### [Work to complete]
Would you please restate every record exactly as written?

********************

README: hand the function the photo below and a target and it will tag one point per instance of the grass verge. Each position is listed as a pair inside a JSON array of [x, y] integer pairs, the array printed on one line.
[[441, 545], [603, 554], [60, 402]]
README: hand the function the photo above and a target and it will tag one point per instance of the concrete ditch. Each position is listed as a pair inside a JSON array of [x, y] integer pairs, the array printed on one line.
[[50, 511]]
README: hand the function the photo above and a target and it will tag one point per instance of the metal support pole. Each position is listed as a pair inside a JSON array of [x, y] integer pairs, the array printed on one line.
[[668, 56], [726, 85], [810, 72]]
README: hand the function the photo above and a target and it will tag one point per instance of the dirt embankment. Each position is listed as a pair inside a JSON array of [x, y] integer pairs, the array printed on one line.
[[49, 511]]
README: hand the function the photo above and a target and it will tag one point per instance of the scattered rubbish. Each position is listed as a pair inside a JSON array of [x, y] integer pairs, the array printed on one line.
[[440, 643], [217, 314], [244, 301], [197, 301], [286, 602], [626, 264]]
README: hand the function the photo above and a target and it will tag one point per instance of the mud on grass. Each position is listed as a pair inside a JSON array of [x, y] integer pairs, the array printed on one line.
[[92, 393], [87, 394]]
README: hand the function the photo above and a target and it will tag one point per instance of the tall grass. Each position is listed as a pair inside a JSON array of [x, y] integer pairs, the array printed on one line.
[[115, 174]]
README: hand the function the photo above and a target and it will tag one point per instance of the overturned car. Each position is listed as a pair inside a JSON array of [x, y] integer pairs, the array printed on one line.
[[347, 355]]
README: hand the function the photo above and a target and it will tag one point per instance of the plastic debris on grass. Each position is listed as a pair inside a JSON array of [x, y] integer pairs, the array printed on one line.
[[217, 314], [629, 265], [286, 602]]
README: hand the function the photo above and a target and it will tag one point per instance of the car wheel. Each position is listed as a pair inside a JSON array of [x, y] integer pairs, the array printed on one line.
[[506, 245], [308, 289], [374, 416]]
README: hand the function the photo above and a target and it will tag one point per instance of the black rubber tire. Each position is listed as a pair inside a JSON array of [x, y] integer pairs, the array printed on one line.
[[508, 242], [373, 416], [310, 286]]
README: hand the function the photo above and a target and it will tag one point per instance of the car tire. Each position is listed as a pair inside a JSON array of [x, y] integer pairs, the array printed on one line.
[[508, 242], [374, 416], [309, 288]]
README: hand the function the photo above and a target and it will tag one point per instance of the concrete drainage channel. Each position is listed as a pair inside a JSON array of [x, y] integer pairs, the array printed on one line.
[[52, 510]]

********************

### [Result of this exercise]
README: hand the function the photo below and a target and it will tag one point per instance of the grass verge. Each position is listed as a pair inside a JSON array of [x, y] integer pairs, the array printed on one line.
[[441, 545], [603, 554], [60, 402]]
README: hand the function the photo above and a target and it will tag one point per instance of the concrete ditch. Each position is listed as a pair inside a JSON array of [x, y] integer pairs, the array printed on one line.
[[50, 511]]
README: hand the function the photo above and a target and it will tag one point per instance of the metal support pole. Each position is listed as a pair inside a JSON array of [x, y] integer pairs, the array printed on one line.
[[668, 56], [726, 85], [810, 72]]
README: hand the function the photo above and a target and it will tag one point per instance of the dirt embankment. Each position is listed as a pair inside a JSON array of [x, y] integer pairs, the array printed on one line.
[[49, 511]]
README: hand the function the photo above and a target and it will tag one point per instance of the scattered rubbish. Each position is listed as a pair inside a JSON array of [x, y] integer pairs, the array printed on one line.
[[440, 643], [217, 314], [244, 301], [197, 301], [286, 602], [626, 264]]
README: hand the function the photo above and a target and it will tag one point per instance of the mud on grass. Each position is listed as a pair inside a JSON array of [x, y] integer pairs, the array printed on one line.
[[92, 393], [87, 394]]
README: hand the function the photo above and a target and it will tag one point per instance of the tall grass. Each position is listed as a pair inside a JSON array of [x, y] integer pairs, the array printed on one line.
[[115, 174]]
README: hand the function the photo above and a target and it will tag one point per instance of the overturned car. Each position is listed as a pair inside a JSON array of [x, y] integer pairs, the array printed on one line.
[[347, 355]]
README: hand the function the photo above and a target and it will tag one point per instance of the plastic debris on grass. Each position is listed as a pair inside a JSON array of [x, y] integer pairs, the array printed on one line.
[[217, 314], [629, 265], [286, 602]]
README: hand the function the photo above and a target and it will tag one point per instance of the car wheel. Each position is listed as a pair inside a JSON array of [x, y] integer pairs, the array printed on one line.
[[506, 245], [308, 289], [374, 416]]
README: hand the function the photo above and a target and it will tag one point per instance of the black rubber tire. Each position is listed as a pair inside a JSON array of [x, y] integer pairs, the array printed on one line.
[[508, 242], [373, 416], [310, 286]]
README: hand the function the photo above and a target and it will tag one point per instance of the car tire. Each position is listed as a pair inside a JSON array of [x, y] integer pairs, the array printed on one line.
[[508, 242], [374, 416], [309, 288]]
README: hand the function the photo above and a target and it will tag one point per instance of the concrete drainage channel. Each position is listed as a pair inside a JSON array of [x, y] integer pairs, the array printed on one line.
[[52, 510]]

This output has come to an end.